• _How to complete this task_: Your task is to transcribe the material that follows, line by line and exactly.
-- -- --
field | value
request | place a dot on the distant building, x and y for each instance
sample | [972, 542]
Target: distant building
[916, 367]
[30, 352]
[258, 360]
-- -- --
• _Reply to the exercise_:
field | value
request | place a dot on the distant building, x and y for each instance
sample | [972, 542]
Target: distant building
[916, 367]
[30, 352]
[258, 360]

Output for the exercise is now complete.